▶ [DATASET EXCERPTS]
# # # # # # #
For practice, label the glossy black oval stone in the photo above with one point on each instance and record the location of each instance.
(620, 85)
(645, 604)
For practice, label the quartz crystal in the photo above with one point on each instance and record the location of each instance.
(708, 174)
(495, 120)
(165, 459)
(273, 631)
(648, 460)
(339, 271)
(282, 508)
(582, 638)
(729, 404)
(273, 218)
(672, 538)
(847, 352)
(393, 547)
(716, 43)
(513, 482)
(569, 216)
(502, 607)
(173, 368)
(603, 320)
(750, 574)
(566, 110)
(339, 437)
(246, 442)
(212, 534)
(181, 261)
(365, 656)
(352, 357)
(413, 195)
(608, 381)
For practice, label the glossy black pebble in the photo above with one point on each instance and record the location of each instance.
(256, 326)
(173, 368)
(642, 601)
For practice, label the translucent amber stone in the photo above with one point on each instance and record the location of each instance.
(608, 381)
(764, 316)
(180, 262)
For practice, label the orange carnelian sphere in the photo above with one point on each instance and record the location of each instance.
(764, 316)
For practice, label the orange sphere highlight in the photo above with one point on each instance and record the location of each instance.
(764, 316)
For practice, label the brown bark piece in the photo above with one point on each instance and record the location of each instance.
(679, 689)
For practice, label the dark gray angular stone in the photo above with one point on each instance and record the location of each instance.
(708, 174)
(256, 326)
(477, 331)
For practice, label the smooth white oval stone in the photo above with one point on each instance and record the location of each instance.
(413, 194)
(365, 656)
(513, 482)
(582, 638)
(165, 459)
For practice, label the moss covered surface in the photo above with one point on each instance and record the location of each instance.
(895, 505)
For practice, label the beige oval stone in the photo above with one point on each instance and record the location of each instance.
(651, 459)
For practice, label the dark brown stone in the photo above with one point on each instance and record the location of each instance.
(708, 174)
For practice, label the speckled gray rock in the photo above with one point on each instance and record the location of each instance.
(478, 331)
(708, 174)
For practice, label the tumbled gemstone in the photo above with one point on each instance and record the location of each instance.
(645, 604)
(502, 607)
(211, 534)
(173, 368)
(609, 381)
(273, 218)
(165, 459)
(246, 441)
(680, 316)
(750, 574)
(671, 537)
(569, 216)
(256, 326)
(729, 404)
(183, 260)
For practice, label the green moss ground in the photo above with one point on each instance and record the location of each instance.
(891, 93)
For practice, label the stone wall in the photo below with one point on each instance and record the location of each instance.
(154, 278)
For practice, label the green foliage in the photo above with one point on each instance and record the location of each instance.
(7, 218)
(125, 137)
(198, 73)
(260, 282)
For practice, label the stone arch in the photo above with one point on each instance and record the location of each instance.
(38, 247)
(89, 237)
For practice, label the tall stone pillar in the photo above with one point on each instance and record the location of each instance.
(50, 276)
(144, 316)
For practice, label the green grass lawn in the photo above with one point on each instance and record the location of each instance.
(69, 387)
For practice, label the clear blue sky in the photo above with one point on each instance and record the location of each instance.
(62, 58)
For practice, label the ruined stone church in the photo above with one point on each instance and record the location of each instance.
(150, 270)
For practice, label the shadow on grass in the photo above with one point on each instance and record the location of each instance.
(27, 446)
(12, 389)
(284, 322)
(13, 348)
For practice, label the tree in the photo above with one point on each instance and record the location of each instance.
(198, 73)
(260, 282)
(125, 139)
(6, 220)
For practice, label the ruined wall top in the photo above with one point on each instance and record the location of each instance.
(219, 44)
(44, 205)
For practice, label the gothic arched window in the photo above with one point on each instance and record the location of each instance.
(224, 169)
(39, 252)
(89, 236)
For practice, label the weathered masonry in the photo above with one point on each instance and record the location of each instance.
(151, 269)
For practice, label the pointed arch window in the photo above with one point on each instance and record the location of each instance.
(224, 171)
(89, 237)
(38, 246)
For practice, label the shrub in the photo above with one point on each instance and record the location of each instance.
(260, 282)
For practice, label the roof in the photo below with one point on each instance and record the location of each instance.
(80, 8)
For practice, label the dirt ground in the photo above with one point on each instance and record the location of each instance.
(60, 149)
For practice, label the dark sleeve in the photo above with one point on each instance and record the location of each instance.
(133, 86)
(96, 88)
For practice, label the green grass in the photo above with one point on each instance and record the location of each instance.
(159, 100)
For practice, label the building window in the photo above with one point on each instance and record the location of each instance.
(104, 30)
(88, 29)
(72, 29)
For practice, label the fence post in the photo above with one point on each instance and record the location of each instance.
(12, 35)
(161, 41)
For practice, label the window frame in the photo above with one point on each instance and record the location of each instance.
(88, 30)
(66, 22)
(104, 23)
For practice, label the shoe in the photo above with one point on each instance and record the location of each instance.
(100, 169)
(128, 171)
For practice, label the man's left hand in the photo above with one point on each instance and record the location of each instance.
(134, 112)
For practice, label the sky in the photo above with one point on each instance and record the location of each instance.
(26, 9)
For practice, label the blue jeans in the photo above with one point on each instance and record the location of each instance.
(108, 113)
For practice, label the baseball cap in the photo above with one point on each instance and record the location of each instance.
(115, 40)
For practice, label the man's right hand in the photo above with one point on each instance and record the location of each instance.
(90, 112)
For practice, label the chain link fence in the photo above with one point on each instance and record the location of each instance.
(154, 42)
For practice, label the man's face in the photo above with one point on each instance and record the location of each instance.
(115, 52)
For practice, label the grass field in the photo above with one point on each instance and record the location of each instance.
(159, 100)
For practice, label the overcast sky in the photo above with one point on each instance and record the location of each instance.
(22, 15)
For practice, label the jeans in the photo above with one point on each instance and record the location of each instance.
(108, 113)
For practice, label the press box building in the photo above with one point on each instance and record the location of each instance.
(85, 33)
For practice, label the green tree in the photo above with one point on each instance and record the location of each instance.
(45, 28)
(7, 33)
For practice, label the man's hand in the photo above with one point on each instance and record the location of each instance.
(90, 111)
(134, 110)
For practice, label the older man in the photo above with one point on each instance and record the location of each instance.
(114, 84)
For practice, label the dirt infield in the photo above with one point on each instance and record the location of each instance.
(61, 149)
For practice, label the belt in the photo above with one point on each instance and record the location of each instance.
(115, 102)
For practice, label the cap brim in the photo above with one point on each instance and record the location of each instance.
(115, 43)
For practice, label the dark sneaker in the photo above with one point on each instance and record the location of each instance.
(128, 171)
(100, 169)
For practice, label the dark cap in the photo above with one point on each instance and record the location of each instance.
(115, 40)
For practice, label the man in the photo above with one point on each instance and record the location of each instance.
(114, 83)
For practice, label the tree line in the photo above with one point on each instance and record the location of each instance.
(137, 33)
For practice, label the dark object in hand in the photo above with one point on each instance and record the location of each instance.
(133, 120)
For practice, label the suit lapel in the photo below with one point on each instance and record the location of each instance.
# # # # # # #
▶ [TASK DETAILS] Quote the listing in full, please, keeping every line exact.

▶ [FINISHED TASK]
For practice, label the glossy black oval stone in the photo above with one point on each instance and record the location of each instance.
(620, 85)
(645, 604)
For practice, label the quartz crystal in the photo above with one point on each instance and record the location of each instance.
(708, 174)
(495, 120)
(165, 459)
(273, 631)
(648, 460)
(339, 271)
(282, 508)
(582, 638)
(729, 404)
(273, 218)
(672, 538)
(847, 352)
(393, 547)
(716, 43)
(513, 482)
(569, 216)
(502, 607)
(173, 368)
(603, 320)
(750, 574)
(566, 110)
(339, 437)
(246, 442)
(212, 534)
(181, 261)
(365, 656)
(352, 357)
(413, 195)
(608, 381)
For practice, label the glossy black pebble in the photo above with one point on each instance and record the location of each instance.
(256, 326)
(173, 368)
(642, 601)
For practice, label the translucent amber stone in the photo above with one point on each instance and record the location of each instance.
(608, 381)
(764, 316)
(180, 262)
For practice, label the orange carnelian sphere in the photo above with one point on each instance and record the location of each instance.
(764, 316)
For practice, label the orange sphere highlight in the photo above with one point on each instance and record the location of each instance.
(764, 316)
For practice, label the brown bark piece in the photo above with one point on each instance and record the location of each instance.
(679, 689)
For practice, label the dark gray angular stone in the photo above with one point on each instance and record the location of each instance.
(708, 174)
(256, 326)
(477, 331)
For practice, label the smooth white oval stone in the photo above with one point on each instance and record the location of each instance.
(413, 194)
(365, 656)
(513, 482)
(582, 638)
(165, 459)
For practice, label the moss covered surface in the photo above with one point on each instance and record the location of each instance.
(895, 505)
For practice, label the beige oval stone in the photo above with one point on each instance and record the location of each instance.
(651, 459)
For practice, label the dark brown stone in the photo above with one point on each instance and record the location of each instance.
(708, 174)
For practice, label the speckled gray rock in the photo above with one point on each instance and record the location of each instance.
(478, 331)
(708, 174)
For practice, label the tumbled gemstone in the photo above with one point on each instance and record the location of each instance.
(645, 604)
(502, 607)
(211, 534)
(173, 368)
(609, 381)
(273, 218)
(165, 459)
(246, 441)
(680, 316)
(750, 574)
(671, 537)
(569, 216)
(256, 326)
(729, 404)
(183, 260)
For practice, label the green moss ground in the photo above with one point on each instance and record the location of each instance.
(891, 93)
For practice, label the stone wall in the photo below with one point on each instance and record the location of each instance.
(154, 278)
For practice, label the green foliage in the photo above with one point on each instance and record the location of each instance.
(7, 218)
(125, 137)
(198, 73)
(260, 282)
For practice, label the stone arch in the photo above with one point on each instance and record the location of each instance.
(38, 247)
(89, 237)
For practice, label the tall stone pillar in the photo above with one point on each instance and record the location of each instance.
(50, 276)
(144, 316)
For practice, label the green grass lawn in the photo above with one point on each instance and record the location of each instance.
(69, 387)
For practice, label the clear blue sky in the photo above with one point on each instance and record the location of each instance.
(62, 58)
For practice, label the ruined stone church in the photo above with one point on each instance and record the location of each instance.
(150, 270)
For practice, label the shadow on grass in the photo above with one point on each instance and record the location of each instance.
(27, 446)
(12, 389)
(284, 322)
(13, 348)
For practice, label the tree in the photo above with one point on each instance and record the location of each instance.
(198, 73)
(260, 282)
(125, 139)
(6, 220)
For practice, label the ruined wall top in the photo above with one point on each instance and record the location of each instance.
(219, 44)
(44, 205)
For practice, label the gothic arched window in the photo above with one point on each instance and record the location of each instance.
(224, 169)
(39, 252)
(89, 236)
For practice, label the weathered masonry in the photo above with one point on each instance and record the location of each instance.
(151, 269)
For practice, label the pointed arch window in the photo above with one point on each instance and record the location of each instance.
(224, 171)
(89, 237)
(38, 246)
For practice, label the shrub in the photo above with one point on each instance and record the location of each instance.
(260, 282)
For practice, label the roof in the photo below with one point on each instance and record the location of each instance.
(80, 8)
For practice, label the dirt ground in the photo above with one point on each instance and record the location of each instance.
(60, 149)
For practice, label the dark sleeve in the photo above with one point on each instance and record the location of each instance.
(133, 86)
(96, 88)
For practice, label the green grass in the photo above with one point on each instance and record the location of each instance.
(159, 100)
For practice, label the building window in the photo above with one point on each instance and record the location of each instance.
(104, 30)
(88, 29)
(72, 29)
For practice, label the fence post in the photo above with one point on each instance and record the location of each instance.
(12, 35)
(161, 41)
For practice, label the window frame in the photo above with one point on each instance and record the location of each instance.
(88, 30)
(66, 22)
(104, 23)
For practice, label the shoe in the photo above with one point on each instance and record the location of each instance.
(100, 169)
(128, 171)
For practice, label the man's left hand in the photo above with one point on each instance and record the location of each instance.
(134, 112)
For practice, label the sky in the photo above with one point on each instance and record the location of each instance.
(26, 9)
For practice, label the blue jeans in the photo above with one point on each instance and record the location of each instance.
(108, 113)
For practice, label the baseball cap in the photo above with one point on each instance and record the location of each instance.
(115, 40)
For practice, label the man's right hand in the photo above with one point on each instance and record the location of each instance.
(90, 112)
For practice, label the chain link fence in the photo above with one point on each instance and record the location of each instance.
(154, 42)
For practice, label the man's face in the photo above with one point on each instance and record the location of each instance.
(115, 52)
For practice, label the grass field in the photo above with one point on each instance and record the location of each instance.
(159, 100)
For practice, label the overcast sky in the photo above with one point on each instance and record the location of each instance.
(22, 15)
For practice, label the jeans in the photo above with one point on each instance and record the location of each instance.
(108, 113)
For practice, label the press box building in the photo above with one point on each instance and record the location of each instance.
(85, 33)
For practice, label the green tree in the photo above with one point on each instance and record the location of each instance.
(45, 28)
(7, 33)
For practice, label the man's hand in the photo above with one point on each instance and record the location of each instance.
(90, 111)
(134, 110)
For practice, label the older man in the photo above with one point on each instance and record the location of each instance.
(114, 84)
For practice, label the dirt infield in the photo above with one point on each instance and record the location of each instance.
(61, 149)
For practice, label the belt in the photo above with one point on each instance and record the location of each instance.
(115, 102)
For practice, label the cap brim in the photo above with one point on each instance and record the location of each instance.
(115, 43)
For practice, label the dark sneaker in the photo above with one point on each instance and record the location of each instance.
(128, 171)
(100, 169)
For practice, label the dark cap in the photo above with one point on each instance and record the location of each instance.
(115, 40)
For practice, label the man in the photo above with one point on each instance and record the location of each instance.
(114, 83)
For practice, label the tree line in the photo above with one point on each instance and record the location of each instance.
(137, 33)
For practice, label the dark object in hand in the photo above with one point on each instance and record the location of each instance.
(133, 120)
For practice, label the suit lapel in the photo below with one point on each instance and record the location of each instance.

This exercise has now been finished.